Re: Omega vs. YARN

Robert Evans Fri, 19 Apr 2013 15:10:04 -0700

Tim,

Answers inline below

On 4/19/13 1:42 PM, "Tim St Clair" <[email protected]> wrote:

>Robert, 
>
>Thank you for your response.
>I've placed some questions and comments inline below.
>
>Cheers,
>Tim
>
>----- Original Message -----
>> From: "Robert Evans" <[email protected]>
>> To: [email protected]
>> Sent: Friday, April 19, 2013 12:34:52 PM
>> Subject: Re: Omega vs. YARN
>> 
>> Tim,
>> 
>> They are very interesting points.  From a scalability point I don't
>>think
>> we have really run into those situations yet but they are coming.  YARN
>> currently has some very "simplistic" scheduling for the RM.  All of the
>> complexity comes out in the AM.  There have been a number of JIRA to
>>make
>> requests more complex, to help support more "picky" applications like
>>the
>> paper says.  These would make YARN shift a bit more from a two-level
>> scheduler towards a Monolithic one, and thereby reducing some of the
>> scalability of the system, but making it support more complex scheduling
>> patterns.  The largest YARN cluster I know of right now is about 4000
>> nodes. On it we are hitting some bottlenecks with the current scheduler.
>> We have looked at some ways to speed it up with more conventional
>> approaches like allowing the scheduler to me multithreaded.  We expect
>>to
>> be able to easily support 4000-6000 nodes through YARN with a few
>> optimizations. Going to tens of thousands of nodes would require some
>>more
>> significant changes.
>
>If there are JIRA(s) which outline the limitations I would be interested
>in knowing more.

YARN-397 is kind of a roll up JIRA for some of the scheduler API
enhancements.  But there are also YARN-314, YARN-56, YARN-110, and
YARN-238.  But this does not include the ones that I am most interested in
which is gang scheduling. I just haven't filed a JIRA for that yet.

There is also preemption as an option in YARN-397, although not strictly
part of the scheduling request API, but I believe includes informing the
AM that resources are going to be taken back if it does not release some
of them.

>
>> 
>> As far as utilization is concerned the presented architecture does
>>provide
>> some very interesting points, but all of that can be addressed with a
>> Monolithic scheduler so long as we don't have to scale very large. It
>>also
>> would probably require a complete redesign of YARN and the MR AM, which
>>is
>> not a small undertaking.  There is also the question of trusted code.
>>In
>> a shared state system where all of the various schedulers are peers how
>> would we enforce resource constraints?
>
>I think the biggest open questions I have with a distributed approach,
>are; priority, preemption policies, and fragmentation.

Yes, those become more difficult in a distributed environment, but I don't
think they are overwhelmingly difficult.  These are hard problems to solve
for any scheduler.  This is because we are trying to come up with
heuristics for a problem that is practically impossible to solve.  I am
not a mathematician but I believe that optimally scheduling resources is
an NP-Hard problem.  What is more we don't know what the resource
utilization is going to be up front, despite the users' resource
request/hint, so it is an NP-Hard problem once we have solved the halting
problem.  This is where priority and preemption come in as ways to try to
offload some of the complexity on to the user, and then also to fix
mistakes that the heuristic made while scheduling.

■ ■ ■ ■

[What the exercise asks] Carry on the Omega vs. YARN email reply above, starting right after its final sentence.

[Data supplied]
■ ■ ■ ■

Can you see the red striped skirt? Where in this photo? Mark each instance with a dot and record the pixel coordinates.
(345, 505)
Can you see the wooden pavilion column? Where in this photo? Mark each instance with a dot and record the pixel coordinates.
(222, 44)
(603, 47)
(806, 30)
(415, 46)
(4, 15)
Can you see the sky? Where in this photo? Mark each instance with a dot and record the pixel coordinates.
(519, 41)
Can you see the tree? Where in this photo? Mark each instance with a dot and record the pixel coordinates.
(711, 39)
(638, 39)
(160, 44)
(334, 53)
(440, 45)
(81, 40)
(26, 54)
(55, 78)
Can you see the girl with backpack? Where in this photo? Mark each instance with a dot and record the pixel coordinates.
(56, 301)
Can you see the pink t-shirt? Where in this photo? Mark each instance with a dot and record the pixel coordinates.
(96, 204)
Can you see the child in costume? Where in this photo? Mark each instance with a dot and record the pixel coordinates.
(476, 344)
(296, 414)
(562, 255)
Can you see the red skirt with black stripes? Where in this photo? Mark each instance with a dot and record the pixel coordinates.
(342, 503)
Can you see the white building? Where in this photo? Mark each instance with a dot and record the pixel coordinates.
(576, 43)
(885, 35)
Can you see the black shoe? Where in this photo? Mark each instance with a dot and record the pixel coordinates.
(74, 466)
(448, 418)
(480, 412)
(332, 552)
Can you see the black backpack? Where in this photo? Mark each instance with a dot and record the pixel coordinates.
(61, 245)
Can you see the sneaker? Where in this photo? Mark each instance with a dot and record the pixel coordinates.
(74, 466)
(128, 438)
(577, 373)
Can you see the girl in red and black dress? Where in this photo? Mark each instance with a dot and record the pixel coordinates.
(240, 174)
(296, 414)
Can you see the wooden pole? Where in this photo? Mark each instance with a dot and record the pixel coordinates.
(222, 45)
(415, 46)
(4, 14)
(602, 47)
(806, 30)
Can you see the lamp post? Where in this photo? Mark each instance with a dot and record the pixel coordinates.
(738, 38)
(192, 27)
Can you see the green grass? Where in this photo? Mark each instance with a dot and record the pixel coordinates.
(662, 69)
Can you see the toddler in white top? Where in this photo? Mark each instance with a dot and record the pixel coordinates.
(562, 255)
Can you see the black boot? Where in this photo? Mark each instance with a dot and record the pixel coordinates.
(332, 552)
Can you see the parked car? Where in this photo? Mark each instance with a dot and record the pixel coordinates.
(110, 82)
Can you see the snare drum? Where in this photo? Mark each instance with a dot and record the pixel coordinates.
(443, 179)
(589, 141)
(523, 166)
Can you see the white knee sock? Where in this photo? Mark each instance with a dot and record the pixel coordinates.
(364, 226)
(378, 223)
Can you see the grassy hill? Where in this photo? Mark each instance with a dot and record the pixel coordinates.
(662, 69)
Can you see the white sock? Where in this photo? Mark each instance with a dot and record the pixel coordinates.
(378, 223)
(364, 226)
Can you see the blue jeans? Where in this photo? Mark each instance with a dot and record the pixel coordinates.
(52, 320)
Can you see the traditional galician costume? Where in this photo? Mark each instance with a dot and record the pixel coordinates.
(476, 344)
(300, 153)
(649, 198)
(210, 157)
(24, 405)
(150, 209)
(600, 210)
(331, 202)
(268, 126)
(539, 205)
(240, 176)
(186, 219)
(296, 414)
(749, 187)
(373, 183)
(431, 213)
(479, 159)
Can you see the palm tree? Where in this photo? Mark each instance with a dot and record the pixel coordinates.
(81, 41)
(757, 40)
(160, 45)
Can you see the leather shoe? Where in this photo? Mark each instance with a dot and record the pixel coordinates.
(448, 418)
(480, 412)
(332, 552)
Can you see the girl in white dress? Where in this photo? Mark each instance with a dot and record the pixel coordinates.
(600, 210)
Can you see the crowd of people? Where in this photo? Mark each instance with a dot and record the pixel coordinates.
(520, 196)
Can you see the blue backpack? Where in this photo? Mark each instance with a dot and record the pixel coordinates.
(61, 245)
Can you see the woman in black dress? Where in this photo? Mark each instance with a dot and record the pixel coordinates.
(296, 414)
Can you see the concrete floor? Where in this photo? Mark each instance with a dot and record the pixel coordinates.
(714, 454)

■ ■ ■ ■

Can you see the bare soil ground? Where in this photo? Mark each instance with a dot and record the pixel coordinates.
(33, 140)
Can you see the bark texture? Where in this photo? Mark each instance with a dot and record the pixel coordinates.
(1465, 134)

■ ■ ■ ■

[Reply]
Moving this to a distributed environment you can solve this in a number of
way. The paper talks about optimistic scheduling vs pessimistic
scheduling.  With optimistic scheduling each scheduler acts kind of like
it is the only one there is, and then cleans things up afterwards if there
is a collision. In pessimistic scheduling it works hard to avoid all
collisions most likely through locking. The paper also talked about
auditing the schedulers after the fact to detect if any of them are doing
something that does not fit with the policy instead of trying to enforce
it.  If we want to go with enforcement you could have specific schedulers
with priority over other schedulers.  So that by convention lower priority
schedulers could not preempt higher priority ones, but then the resource
utilization, in theory, would go down.

On fragmentation I don't think any of the hadoop schedulers right now try
to do anything about fragmentation, except pretend it does not exits.  In
fact we have seen a very rare live lock situation where the MR AM thinks
there is enough headroom to schedule a map task so it does not bother to
shoot a reducer, but because the headroom is fragmented between various
machines the map task will never actually be scheduled.

>
>> Each of the schedulers would have
>> to enforce them themselves, and as such would have to be trusted code.
>> This makes adding in new application types on the fly difficult.
>> 
>> I suppose we could do a hybrid approach, where the RM is a single type
>>of
>> scheduler among many.  It would provide the same API that currently
>>exists
>> for YARN applications, but MR applications could have one or more
>> "JobTracker" like schedulers that share state with the RM, and what
>>other
>> "schedulers" there are out.  That would be something fun to try out, but
>> sadly I really don't have time to even get started thinking about a
>>proof
>> of concept on something like that. At least that is until we hit a
>> significant business use case that would drive it over the architecture
>>we
>> already have.  
>>
>> For example needing 10s of thousands of nodes in a
>> cluster, or a huge shift in different types of jobs on to YARN so that
>>we
>> are doing a lot more than just MR on the same cluster.
>
>Something tells me it may come fast, if/when the YARN application space
>expands.

I agree that it may come fast. I just don't know if the mix of
applications that Google has will actually come to Hadoop.  I can see a
lot of batch processing applications begin run on top of YARN, because
even though YARN is generic it makes a lot of batch processing
assumptions.  Because of this I just don't know about other types of
processing.   It is a bit of a chicken/egg problem.

I am in the process of doing a basic port of storm to run on top of YARN.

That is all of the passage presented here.